Your goal - Collect every line in the records below that contains the word "frame", matching case exactly.

Supplied data -
....................
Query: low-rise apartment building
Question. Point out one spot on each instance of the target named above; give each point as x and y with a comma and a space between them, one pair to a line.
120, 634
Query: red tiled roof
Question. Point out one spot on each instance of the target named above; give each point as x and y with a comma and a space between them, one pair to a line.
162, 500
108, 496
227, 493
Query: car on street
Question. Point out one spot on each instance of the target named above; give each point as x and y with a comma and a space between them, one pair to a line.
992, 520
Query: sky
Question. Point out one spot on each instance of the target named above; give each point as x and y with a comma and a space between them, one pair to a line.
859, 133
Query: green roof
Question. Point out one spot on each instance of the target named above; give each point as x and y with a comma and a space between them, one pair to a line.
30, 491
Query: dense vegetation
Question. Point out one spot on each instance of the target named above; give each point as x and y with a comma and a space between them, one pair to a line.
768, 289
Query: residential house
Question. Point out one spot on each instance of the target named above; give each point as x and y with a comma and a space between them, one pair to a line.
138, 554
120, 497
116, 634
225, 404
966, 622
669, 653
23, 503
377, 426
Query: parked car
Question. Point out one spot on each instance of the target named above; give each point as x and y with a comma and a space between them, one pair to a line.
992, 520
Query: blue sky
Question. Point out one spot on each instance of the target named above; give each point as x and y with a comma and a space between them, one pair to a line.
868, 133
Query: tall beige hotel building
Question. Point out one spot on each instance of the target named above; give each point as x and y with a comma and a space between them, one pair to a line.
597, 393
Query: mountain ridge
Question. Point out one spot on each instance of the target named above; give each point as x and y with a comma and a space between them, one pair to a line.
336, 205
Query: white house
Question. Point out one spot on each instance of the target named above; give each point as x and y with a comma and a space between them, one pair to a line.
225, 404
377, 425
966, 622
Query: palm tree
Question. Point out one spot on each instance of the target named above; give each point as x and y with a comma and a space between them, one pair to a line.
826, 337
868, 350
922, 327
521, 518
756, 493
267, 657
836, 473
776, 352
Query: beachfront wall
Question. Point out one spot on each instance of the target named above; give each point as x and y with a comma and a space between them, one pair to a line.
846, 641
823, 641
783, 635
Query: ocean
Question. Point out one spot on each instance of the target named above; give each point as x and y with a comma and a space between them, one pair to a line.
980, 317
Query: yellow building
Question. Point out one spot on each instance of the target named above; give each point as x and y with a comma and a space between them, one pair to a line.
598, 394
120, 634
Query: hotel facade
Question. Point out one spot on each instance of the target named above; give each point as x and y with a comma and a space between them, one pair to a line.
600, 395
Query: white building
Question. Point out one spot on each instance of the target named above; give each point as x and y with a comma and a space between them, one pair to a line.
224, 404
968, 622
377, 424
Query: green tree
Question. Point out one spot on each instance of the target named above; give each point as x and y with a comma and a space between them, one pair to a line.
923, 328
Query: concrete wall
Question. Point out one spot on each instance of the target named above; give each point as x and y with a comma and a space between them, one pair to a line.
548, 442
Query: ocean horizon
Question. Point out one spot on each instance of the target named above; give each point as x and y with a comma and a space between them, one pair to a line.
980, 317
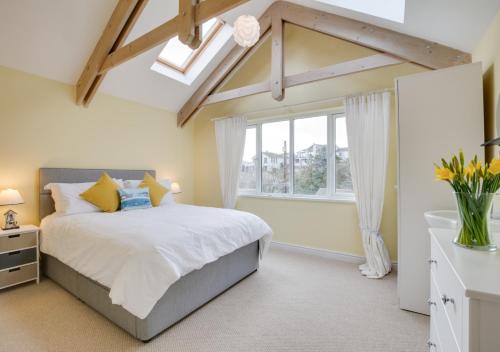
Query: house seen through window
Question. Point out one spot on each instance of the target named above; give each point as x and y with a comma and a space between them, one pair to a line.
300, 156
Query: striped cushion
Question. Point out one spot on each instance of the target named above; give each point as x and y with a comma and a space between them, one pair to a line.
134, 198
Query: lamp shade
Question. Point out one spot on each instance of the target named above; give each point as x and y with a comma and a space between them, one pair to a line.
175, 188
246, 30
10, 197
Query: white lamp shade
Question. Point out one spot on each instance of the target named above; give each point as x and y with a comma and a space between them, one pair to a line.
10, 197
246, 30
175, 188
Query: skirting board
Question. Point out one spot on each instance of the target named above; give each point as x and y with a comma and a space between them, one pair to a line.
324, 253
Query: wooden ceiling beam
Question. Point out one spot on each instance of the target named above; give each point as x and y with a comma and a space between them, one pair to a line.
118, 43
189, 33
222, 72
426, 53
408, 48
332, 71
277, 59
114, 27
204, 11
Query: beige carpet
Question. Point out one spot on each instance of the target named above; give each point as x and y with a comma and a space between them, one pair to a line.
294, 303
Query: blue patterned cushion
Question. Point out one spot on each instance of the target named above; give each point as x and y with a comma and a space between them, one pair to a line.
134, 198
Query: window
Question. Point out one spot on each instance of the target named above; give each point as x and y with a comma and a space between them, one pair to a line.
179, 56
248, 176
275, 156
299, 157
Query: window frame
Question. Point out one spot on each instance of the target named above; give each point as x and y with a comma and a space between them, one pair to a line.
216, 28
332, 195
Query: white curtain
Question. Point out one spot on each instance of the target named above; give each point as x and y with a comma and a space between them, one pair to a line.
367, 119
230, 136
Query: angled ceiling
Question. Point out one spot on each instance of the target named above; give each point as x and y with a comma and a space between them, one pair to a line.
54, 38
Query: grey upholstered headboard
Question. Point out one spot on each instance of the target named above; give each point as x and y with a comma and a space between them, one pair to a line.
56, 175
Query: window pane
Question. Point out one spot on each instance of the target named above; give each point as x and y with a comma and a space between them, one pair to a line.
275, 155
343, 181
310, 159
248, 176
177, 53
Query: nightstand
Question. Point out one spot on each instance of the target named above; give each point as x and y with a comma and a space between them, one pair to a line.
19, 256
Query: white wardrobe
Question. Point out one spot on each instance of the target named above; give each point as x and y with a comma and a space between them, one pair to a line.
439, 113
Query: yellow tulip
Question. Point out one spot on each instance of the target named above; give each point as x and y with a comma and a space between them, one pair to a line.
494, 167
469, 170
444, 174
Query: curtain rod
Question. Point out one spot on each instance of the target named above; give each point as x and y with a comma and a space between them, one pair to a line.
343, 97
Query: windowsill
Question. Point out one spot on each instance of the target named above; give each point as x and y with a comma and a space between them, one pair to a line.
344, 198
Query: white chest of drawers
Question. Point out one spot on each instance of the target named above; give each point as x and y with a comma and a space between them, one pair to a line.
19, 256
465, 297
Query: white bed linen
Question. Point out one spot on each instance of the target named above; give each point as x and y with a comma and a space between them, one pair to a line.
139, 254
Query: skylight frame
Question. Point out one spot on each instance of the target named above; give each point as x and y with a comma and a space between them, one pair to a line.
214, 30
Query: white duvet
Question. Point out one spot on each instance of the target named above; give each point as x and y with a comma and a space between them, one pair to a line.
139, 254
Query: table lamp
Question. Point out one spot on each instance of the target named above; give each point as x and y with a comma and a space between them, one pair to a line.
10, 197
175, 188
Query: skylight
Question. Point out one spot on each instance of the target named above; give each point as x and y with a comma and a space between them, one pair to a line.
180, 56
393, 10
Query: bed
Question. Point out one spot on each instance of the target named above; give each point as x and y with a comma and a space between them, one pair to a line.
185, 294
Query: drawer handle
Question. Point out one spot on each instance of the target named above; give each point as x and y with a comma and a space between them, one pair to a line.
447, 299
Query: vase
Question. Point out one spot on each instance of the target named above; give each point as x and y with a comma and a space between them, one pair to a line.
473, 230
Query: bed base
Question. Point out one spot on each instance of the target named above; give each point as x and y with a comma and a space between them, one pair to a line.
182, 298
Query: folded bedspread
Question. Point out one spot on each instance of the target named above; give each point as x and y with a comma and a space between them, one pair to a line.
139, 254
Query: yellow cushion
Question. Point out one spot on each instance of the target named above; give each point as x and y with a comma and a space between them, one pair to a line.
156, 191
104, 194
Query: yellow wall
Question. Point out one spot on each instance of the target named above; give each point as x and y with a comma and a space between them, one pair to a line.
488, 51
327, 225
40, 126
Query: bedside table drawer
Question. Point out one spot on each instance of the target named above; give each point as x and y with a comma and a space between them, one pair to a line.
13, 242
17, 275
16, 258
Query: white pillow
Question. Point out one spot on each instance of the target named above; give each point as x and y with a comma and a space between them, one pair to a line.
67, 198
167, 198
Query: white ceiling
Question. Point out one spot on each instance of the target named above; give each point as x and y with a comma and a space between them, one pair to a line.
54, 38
....................
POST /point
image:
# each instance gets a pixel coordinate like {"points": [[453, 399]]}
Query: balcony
....................
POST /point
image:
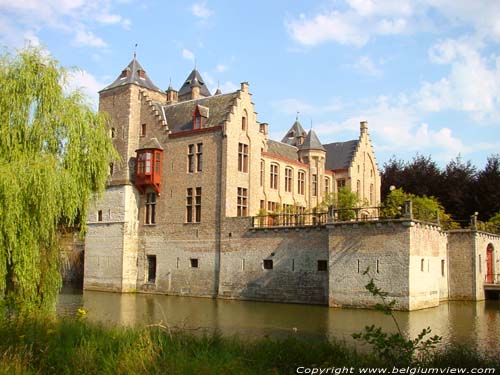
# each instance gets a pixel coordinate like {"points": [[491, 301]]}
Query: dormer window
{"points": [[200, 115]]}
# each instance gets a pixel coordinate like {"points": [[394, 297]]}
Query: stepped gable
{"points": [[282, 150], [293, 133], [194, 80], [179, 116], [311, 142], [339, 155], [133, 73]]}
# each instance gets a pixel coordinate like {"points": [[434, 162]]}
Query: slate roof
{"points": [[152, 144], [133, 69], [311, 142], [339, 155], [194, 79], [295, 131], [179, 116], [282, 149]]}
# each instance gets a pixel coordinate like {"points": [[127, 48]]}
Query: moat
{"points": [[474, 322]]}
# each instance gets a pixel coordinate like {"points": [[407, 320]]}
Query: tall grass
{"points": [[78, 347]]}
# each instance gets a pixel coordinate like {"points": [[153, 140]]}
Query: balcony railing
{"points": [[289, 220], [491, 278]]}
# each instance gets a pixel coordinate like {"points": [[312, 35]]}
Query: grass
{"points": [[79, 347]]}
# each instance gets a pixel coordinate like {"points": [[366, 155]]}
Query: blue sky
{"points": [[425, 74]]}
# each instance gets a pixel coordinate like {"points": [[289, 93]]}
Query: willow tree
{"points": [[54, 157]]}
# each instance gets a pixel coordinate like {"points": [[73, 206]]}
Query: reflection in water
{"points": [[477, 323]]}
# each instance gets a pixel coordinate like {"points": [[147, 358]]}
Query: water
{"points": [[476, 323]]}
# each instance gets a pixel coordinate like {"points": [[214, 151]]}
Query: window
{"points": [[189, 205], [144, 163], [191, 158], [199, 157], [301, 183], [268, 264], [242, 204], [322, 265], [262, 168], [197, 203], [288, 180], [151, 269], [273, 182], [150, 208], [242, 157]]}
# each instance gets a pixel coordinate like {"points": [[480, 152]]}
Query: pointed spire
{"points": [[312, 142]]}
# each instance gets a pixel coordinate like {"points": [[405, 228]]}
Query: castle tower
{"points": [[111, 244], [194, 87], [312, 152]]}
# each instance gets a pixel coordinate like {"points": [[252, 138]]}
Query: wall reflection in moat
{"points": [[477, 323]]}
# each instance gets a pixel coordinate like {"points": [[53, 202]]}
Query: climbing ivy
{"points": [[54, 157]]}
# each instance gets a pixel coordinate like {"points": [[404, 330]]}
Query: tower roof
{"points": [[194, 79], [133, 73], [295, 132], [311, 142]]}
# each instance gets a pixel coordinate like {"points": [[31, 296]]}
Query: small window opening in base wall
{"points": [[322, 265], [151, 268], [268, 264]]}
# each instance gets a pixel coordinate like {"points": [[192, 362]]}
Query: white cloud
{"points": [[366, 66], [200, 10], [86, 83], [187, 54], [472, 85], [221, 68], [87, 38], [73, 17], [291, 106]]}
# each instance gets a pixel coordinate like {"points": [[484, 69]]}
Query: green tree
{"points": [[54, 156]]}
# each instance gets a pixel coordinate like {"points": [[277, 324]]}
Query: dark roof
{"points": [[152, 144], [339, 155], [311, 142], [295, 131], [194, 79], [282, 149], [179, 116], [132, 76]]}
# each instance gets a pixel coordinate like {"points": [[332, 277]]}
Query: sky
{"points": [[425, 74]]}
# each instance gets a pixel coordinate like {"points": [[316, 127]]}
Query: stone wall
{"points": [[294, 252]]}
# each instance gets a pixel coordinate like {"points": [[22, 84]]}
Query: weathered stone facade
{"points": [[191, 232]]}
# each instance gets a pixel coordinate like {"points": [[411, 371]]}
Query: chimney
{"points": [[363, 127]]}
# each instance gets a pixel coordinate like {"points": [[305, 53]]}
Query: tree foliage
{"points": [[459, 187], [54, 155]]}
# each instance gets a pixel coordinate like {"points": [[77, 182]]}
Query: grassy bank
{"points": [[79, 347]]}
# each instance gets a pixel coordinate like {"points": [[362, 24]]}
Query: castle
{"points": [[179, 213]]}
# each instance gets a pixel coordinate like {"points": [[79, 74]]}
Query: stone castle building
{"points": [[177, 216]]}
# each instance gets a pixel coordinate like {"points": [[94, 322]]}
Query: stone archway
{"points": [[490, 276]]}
....................
Written response -
Query: window frame
Query: skylight frame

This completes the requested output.